*Excerpt to read*.
Start of Block
Around 750 lives have been saved in Scotland since the introduction of the national bowel screening programme in 2007.

The figures have been revealed to coincide with Nudge Day, a national day of action to encourage Scots to ‘nudge’ older family members to get tested for bowel cancer.

Since the Scottish Bowel Screening Programme was introduced, it is estimated that around 750 premature deaths from bowel cancer have been prevented.

The latest figures show that just over half of those eligible for the programme actually do the test (54.5 per cent).

As part of Nudge Day (#nudgeday), family and friends are being urged to encourage people aged 50-74 to do the test.

Health Secretary Alex Neil said: “Figures show that just over half of those eligible to participate in the screening programme actually do the test, yet our latest statistics show that around 750 premature deaths have been prevented since the Scottish Bowel Screening Programme began six years ago.

“Bowel cancer can have a devastating effect on families across Scotland and the number of lives saved could be far higher if more people took the screening test.
End of Block
*List of tasks*.
[A] Rewrite the stretch of the bowel screening text from "Since the Scottish Bowel Screening Programme was" through "do the test.", substituting "early deaths" for "premature deaths".
[B] List each distinct number that the bowel screening text writes in digits.
[C] According to the bowel screening text, what is Nudge Day meant to achieve?

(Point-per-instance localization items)
Start of Block
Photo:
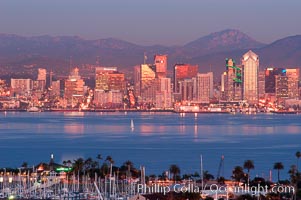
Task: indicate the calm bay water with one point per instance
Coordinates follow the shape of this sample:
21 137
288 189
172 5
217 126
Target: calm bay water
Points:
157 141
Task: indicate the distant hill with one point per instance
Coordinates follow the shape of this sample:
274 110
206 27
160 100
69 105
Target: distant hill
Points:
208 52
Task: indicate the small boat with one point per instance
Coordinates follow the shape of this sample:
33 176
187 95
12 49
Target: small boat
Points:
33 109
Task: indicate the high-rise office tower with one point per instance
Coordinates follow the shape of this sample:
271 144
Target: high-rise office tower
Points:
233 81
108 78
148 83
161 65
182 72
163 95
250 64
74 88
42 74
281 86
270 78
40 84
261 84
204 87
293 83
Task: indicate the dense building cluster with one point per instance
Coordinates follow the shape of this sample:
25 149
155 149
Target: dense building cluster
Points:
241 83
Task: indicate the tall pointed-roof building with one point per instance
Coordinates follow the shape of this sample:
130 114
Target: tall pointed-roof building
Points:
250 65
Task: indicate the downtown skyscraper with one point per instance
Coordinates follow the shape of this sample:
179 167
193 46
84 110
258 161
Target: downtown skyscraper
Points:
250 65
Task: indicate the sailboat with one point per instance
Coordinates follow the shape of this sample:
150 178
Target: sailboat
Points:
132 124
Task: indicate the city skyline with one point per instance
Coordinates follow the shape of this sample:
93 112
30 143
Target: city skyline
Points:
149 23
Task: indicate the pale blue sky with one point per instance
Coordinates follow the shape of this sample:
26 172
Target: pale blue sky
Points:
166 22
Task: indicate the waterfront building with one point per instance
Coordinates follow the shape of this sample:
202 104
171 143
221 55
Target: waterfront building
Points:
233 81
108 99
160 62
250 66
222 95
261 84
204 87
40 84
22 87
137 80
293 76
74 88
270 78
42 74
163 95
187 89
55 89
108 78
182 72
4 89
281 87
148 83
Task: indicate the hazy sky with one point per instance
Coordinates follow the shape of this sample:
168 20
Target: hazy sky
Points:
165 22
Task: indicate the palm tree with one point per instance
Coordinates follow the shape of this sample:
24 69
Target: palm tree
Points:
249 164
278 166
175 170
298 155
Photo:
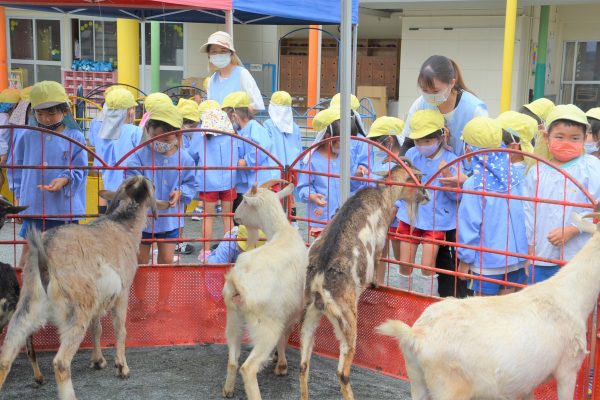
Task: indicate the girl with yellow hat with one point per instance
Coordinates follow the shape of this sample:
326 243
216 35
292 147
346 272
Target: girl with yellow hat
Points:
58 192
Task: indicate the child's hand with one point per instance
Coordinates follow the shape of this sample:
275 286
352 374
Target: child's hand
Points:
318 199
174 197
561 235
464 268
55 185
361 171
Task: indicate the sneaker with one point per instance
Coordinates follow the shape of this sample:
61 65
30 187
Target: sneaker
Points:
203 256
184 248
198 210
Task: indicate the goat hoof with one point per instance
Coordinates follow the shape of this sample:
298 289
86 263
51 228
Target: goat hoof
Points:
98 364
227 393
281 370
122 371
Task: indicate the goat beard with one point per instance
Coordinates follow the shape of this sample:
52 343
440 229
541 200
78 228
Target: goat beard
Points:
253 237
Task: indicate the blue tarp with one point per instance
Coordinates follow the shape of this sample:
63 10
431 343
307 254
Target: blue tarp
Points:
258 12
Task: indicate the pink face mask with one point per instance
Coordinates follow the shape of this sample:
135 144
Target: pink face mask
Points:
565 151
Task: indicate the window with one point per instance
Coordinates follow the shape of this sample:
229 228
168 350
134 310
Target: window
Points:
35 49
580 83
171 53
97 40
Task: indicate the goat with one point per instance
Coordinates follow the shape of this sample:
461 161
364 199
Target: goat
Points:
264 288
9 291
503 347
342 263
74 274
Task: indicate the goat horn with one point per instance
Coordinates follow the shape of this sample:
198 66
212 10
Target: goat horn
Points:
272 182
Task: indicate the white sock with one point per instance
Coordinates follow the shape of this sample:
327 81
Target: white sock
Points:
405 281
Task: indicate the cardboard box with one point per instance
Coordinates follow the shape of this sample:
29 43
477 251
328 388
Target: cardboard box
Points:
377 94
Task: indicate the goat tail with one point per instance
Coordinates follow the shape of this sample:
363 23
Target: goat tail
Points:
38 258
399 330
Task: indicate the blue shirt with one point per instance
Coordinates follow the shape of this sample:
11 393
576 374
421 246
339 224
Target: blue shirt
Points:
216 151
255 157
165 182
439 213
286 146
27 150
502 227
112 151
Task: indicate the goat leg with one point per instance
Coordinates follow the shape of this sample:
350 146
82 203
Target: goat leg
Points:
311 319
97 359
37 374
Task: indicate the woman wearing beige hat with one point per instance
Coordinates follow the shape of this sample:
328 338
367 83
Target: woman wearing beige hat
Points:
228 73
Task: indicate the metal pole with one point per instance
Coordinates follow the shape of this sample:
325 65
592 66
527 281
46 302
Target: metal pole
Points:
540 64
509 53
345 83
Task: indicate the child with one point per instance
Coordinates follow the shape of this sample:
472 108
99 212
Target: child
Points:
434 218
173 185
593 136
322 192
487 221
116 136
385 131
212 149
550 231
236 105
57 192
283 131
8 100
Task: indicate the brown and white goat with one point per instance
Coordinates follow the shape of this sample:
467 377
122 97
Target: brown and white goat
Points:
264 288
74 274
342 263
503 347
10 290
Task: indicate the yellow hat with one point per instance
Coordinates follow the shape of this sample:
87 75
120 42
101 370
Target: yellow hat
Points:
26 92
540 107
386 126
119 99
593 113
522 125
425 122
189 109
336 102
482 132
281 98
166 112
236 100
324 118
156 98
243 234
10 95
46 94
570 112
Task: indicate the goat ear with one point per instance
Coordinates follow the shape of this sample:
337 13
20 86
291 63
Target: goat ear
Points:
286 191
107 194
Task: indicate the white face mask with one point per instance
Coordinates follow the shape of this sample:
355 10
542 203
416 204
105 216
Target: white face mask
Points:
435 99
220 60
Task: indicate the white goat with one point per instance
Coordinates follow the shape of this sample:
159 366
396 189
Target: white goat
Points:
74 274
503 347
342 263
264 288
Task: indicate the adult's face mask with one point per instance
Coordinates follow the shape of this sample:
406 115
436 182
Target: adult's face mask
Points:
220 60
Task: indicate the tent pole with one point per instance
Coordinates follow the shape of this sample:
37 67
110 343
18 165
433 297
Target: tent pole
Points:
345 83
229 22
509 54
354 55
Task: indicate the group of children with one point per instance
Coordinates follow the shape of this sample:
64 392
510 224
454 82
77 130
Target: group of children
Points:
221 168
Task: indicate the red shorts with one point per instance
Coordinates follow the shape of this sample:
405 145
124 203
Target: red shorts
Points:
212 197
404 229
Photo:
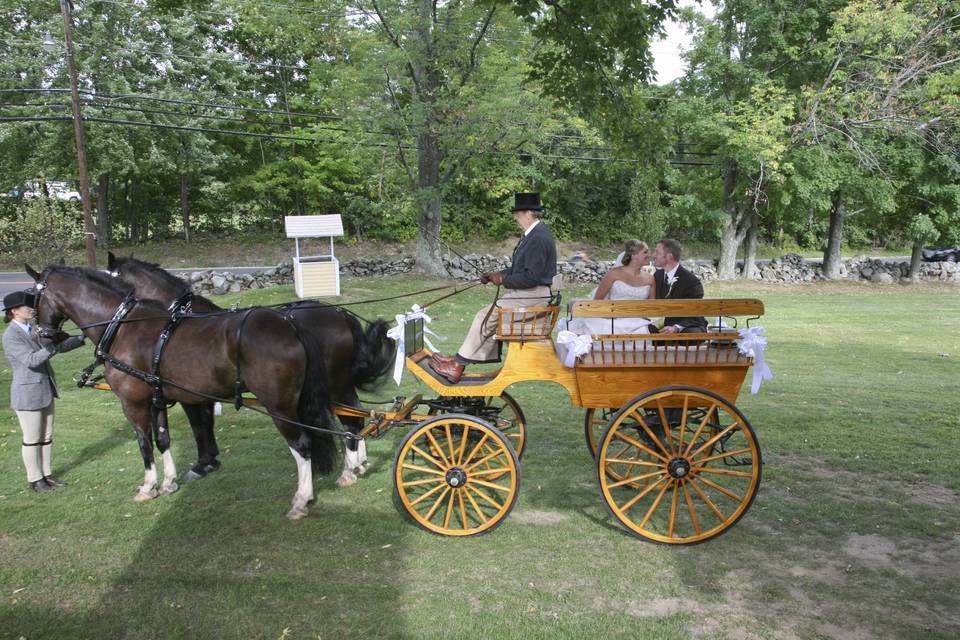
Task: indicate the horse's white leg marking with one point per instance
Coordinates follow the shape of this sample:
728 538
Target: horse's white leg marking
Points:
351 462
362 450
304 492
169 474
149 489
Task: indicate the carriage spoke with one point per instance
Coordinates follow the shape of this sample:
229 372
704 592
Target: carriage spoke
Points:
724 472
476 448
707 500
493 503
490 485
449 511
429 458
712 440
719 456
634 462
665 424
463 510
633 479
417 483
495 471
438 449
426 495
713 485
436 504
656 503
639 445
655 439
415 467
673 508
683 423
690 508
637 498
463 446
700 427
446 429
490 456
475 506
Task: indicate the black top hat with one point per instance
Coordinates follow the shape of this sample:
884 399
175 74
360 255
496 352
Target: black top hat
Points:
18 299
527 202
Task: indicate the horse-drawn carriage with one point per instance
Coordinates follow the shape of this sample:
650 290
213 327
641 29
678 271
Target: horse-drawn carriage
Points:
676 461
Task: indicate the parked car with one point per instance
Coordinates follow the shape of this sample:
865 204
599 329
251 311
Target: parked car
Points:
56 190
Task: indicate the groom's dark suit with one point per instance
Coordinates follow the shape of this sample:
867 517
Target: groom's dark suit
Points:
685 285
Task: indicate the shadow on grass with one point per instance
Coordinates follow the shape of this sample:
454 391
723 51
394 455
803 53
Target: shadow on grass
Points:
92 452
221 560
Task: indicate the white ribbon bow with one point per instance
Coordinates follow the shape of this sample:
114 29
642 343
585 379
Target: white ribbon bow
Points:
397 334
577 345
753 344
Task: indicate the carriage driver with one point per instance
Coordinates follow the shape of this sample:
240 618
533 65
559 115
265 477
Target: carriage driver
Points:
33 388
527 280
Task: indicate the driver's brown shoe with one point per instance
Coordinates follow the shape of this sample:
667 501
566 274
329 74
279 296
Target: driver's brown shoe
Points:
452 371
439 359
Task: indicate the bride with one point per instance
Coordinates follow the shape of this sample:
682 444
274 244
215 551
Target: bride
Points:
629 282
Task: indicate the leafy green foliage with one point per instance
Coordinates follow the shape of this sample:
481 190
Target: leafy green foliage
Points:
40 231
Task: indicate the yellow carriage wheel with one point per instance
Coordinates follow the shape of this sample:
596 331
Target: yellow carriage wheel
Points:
End of Block
*Task-by-task results*.
[A]
Since the Scottish Bowel Screening Programme was introduced, it is estimated that around 750 early deaths from bowel cancer have been prevented.

The latest figures show that just over half of those eligible for the programme actually do the test (54.5 per cent).

As part of Nudge Day (#nudgeday), family and friends are being urged to encourage people aged 50-74 to do the test.

[B] 750, 2007, 54.5, 50, 74

[C] Nudge Day is a national day of action. Its aim is to encourage Scots to "nudge" older family members, meaning people aged 50-74, to do the bowel cancer test.